__Teks yang Ditampilkan__.
»»
Punggahan, Tradisi Menyambut Ramadhan di Langkat

5 April 2023 | BBG News

Dimuat di Serambi Indonesia, edisi Rabu, 5 April 2023

RISMA, Mahasiswi Pendidikan Bahasa Indonesia dan Anggota UKM Jurnalistik Kampus UBBG Banda Aceh, melaporkan dari Langkat, Sumatera Utara

Keragaman adat dan budaya di Indonesia merupakan ciri khas tersendiri bagi bangsa dan negara yang sejatinya terdiri atas berbagai macam suku, adat istiadat, dan budaya. Apalagi saat menyambut datangnya bulan suci Ramadhan. Bulan penuh ampunan yang dinanti-nantikan oleh seluruh umat muslim.

Ada banyak ragam tradisi, adat atau budaya yang bisa kita jumpai berkaitan dengan penyambutan bulan Ramadhan, termasuk di Sumatera Utara.

Di Sumatera Utara banyak sekali tradisi penyambutan Ramadhan yang bisa kita jumpai. Salah satunya tradisi Punggahan.

Punggahan sendiri berasal dari bahasa Jawa yaitu munggah yang artinya (naik). Punggahan merupakan tradisi yang hingga kini masih dijaga oleh masyarakat Sumatera Utara dalam menyambut datangnya Ramadhan.

Tradisi Punggahan dilakukan dengan maksud untuk mengingatkan kembali kepada umat muslim akan tibanya bulan suci Ramadhan, bulan yang penuh berkah. Tujuannya tidak lain agar kita sebagi umat muslim dapat menyambut bulan Ramadhan dengan iman yang lebih ditingkatkan lagi baik secara lahiriah maupun batiniah.

Selain itu, sebagai bentuk rasa syukur kita kepada Tuhan dan sarana dalam mempererat tali persaudaraan dengan sesama.
««
__Daftar Tugas__.
[1] Sebutkan semua nama wilayah geografis (negara, provinsi, kabupaten, atau kota) yang muncul dalam teks tentang tradisi Punggahan.
[2] Teruskan teks tentang tradisi Punggahan mulai setelah kalimat terakhirnya.

__Data__.
»»
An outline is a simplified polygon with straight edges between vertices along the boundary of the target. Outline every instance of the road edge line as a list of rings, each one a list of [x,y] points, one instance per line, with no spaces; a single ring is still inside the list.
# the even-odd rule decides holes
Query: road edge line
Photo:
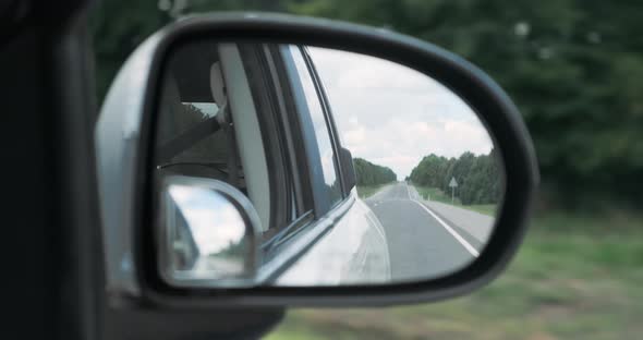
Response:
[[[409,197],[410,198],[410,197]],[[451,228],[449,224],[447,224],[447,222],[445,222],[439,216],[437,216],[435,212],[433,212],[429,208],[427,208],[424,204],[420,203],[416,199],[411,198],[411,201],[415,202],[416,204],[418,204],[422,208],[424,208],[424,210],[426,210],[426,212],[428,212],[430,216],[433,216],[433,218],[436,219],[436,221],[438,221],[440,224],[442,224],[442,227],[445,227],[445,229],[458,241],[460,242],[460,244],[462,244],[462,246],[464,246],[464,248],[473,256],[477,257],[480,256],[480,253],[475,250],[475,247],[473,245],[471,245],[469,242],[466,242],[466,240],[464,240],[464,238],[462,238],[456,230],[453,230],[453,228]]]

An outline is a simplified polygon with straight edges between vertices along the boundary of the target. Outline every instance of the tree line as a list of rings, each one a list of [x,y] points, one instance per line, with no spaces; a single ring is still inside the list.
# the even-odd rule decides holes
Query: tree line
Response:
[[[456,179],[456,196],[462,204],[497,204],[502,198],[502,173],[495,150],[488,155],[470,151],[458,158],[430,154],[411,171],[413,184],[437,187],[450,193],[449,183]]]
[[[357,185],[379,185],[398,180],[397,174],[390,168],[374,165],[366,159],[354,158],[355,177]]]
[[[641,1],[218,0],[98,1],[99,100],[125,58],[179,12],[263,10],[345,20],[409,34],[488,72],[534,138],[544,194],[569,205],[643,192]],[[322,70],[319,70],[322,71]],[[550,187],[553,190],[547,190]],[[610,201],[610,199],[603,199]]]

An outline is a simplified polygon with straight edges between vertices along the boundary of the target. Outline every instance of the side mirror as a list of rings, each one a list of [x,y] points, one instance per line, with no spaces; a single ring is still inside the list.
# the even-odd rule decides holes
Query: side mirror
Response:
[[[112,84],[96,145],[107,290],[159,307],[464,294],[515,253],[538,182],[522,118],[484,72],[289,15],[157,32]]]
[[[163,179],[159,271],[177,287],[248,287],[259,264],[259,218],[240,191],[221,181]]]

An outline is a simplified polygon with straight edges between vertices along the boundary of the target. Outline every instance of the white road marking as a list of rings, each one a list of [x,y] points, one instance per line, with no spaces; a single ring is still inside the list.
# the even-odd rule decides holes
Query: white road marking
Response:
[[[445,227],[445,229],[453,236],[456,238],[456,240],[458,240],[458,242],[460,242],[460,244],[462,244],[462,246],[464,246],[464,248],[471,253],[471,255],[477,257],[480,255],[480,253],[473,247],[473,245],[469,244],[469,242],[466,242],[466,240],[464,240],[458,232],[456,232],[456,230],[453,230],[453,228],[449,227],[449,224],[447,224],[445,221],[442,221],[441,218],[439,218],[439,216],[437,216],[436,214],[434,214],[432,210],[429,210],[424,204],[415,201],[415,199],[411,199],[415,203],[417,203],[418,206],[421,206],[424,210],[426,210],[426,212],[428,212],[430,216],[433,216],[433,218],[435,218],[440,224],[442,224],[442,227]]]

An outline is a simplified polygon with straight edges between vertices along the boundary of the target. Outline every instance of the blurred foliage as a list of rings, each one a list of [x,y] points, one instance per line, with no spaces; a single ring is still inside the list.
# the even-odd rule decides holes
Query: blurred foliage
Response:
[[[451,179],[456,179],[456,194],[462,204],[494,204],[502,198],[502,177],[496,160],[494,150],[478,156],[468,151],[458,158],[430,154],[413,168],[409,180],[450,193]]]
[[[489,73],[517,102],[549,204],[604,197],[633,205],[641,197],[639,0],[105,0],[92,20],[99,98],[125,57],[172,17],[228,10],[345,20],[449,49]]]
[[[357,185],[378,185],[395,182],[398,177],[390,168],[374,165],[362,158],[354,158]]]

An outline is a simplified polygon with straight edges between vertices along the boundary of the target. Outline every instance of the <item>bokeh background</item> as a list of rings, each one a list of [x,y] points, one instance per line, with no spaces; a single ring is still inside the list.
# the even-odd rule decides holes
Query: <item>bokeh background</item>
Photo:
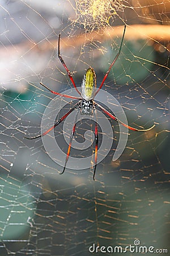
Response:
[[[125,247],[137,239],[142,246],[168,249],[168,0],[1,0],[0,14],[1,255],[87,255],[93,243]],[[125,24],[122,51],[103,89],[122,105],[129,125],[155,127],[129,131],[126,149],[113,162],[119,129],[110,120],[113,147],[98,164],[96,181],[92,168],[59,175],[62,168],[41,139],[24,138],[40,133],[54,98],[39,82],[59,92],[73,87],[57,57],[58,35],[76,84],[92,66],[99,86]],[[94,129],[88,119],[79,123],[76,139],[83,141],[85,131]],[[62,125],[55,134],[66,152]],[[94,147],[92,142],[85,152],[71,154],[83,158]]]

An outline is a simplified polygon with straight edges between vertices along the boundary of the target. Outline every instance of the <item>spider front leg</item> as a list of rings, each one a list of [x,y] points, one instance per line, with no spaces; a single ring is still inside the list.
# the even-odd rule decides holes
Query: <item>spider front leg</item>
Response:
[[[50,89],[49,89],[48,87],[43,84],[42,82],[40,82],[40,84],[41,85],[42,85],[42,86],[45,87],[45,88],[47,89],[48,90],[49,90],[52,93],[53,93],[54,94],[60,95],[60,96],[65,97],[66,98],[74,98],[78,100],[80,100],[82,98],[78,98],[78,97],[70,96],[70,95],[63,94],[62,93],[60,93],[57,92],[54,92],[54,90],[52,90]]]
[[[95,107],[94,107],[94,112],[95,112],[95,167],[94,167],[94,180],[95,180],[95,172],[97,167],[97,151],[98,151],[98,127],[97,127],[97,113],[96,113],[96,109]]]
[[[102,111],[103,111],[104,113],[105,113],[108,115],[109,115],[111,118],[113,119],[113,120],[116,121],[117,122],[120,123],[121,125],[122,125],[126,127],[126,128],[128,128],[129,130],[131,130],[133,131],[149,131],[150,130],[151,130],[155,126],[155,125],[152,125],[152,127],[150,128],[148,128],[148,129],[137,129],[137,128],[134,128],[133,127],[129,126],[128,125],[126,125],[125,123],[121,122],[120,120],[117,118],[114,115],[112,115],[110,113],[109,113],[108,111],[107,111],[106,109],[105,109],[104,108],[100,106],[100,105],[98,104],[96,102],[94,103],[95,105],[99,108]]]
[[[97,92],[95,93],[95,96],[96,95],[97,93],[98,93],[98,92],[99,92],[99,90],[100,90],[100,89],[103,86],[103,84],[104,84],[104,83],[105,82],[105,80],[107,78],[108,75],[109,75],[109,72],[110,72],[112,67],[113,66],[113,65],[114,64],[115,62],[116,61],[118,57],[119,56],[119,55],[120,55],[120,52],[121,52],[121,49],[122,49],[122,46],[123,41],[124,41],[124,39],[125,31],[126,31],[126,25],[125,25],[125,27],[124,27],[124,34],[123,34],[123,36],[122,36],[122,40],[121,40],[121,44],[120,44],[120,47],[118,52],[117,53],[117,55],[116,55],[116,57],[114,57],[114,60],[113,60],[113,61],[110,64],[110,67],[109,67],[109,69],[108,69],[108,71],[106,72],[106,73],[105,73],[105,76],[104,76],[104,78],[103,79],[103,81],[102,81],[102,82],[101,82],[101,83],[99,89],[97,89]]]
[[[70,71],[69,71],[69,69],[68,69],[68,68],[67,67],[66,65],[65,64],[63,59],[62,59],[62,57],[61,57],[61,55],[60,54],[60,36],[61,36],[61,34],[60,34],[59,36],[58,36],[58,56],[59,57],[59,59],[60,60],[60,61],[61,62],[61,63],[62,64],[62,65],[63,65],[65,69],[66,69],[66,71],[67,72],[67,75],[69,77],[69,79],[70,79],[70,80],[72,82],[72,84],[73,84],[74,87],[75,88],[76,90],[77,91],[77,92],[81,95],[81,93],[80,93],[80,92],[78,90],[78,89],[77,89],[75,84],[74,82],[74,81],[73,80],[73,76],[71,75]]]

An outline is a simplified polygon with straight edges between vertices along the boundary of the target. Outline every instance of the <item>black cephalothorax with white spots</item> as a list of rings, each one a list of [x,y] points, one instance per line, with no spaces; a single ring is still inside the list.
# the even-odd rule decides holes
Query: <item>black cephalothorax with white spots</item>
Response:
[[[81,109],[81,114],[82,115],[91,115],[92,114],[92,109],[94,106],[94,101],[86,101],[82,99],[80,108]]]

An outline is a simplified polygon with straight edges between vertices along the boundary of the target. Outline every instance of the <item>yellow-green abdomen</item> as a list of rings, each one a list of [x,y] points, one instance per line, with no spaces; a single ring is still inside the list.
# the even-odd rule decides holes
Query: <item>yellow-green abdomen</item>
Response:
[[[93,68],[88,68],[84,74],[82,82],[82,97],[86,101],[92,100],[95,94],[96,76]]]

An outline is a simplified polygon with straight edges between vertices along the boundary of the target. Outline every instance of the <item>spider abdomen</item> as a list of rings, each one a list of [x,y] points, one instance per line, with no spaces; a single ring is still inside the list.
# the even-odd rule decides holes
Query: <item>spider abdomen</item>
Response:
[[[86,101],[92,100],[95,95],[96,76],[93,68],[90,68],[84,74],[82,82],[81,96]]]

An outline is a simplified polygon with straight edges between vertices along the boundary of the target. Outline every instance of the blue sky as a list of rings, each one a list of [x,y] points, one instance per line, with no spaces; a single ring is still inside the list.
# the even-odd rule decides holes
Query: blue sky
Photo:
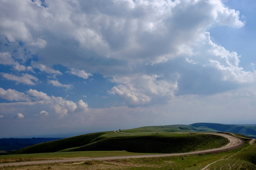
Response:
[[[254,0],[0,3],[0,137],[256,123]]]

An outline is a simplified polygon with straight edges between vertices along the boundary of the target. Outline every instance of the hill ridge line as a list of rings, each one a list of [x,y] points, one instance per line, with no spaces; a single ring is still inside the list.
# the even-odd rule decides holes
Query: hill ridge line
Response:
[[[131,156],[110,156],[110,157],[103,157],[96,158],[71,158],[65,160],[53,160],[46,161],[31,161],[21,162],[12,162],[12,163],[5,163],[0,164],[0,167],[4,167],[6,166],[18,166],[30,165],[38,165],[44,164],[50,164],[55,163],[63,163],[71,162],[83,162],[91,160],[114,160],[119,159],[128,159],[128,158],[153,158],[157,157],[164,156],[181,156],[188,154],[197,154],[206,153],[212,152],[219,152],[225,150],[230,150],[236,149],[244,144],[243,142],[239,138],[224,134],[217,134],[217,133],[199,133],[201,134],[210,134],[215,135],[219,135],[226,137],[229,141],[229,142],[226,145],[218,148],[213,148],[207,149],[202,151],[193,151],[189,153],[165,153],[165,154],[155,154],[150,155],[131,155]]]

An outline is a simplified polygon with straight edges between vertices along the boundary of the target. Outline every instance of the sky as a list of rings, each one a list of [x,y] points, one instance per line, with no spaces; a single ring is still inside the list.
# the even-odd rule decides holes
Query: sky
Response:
««
__Hasil__.
[1] Langkat, Sumatera Utara, Banda Aceh, Indonesia

[2]
Tradisi Punggahan biasanya dilakukan di rumah warga dengan mengundang tetangga, saudara, dan ustaz yang dipercayai untuk memimpin pembacaan doa, tahlil, dan pembacaan surah Yasin. Selain itu juga ada yang dilaksanakan di musala atau masjid.

Jika kegiatan di laksanakan di musala maka warga yang akan membawa makanan untuk disajikan di musala atau masjid. Warga diminta untuk membawa menu makanan wajib yaitu ketan, apem, gedang (pisang), dan pasung.

Jika Punggahan dilaksanakan di rumah maka tuan rumah wajib menyuguhkan menu utama makanan yang ada pada nasi kluban dan pada masyarakat Jawa dikenal dengan nasi urap. Menu utama yang ada pada nasi kluban yaitu rebusan sayur kangkung, daun singkong, tauge, kacang panjang, kol, yang diberi taburan campuran kelapa muda di atas sayuran, juga ditambah dengan kerupuk usek atau kerupuk merah putih.

Tradisi Punggahan tidak hanya ada di Sumatra Utara, di tempat tempat lain juga ada. Namun, tradisi Punggahan di setiap daerah berbeda-beda cara pelaksanaannya. Contohnya di Sumatra Utara sendiri pelaksanaan adat ini berbeda, seperti di Serdang Bedagai, masyarakat setempat melakukan kebiasaan ini di masjid dengan membawa makanan dari rumah masing-masing.

Lalu makanan dikumpul dan dilakukan ritual doa bersama sebagai bentuk rasa syukur atas datangnya bulan Ramadhan.

Terakhir kegiatan ditutup dengan menukar makanan dan makan bersama. Pelaksanaan Punggahan di Labuhan batu Utara juga sama, diminta para masyarakat untuk membawa makanan dari rumah dan dikumpulkan di masjid.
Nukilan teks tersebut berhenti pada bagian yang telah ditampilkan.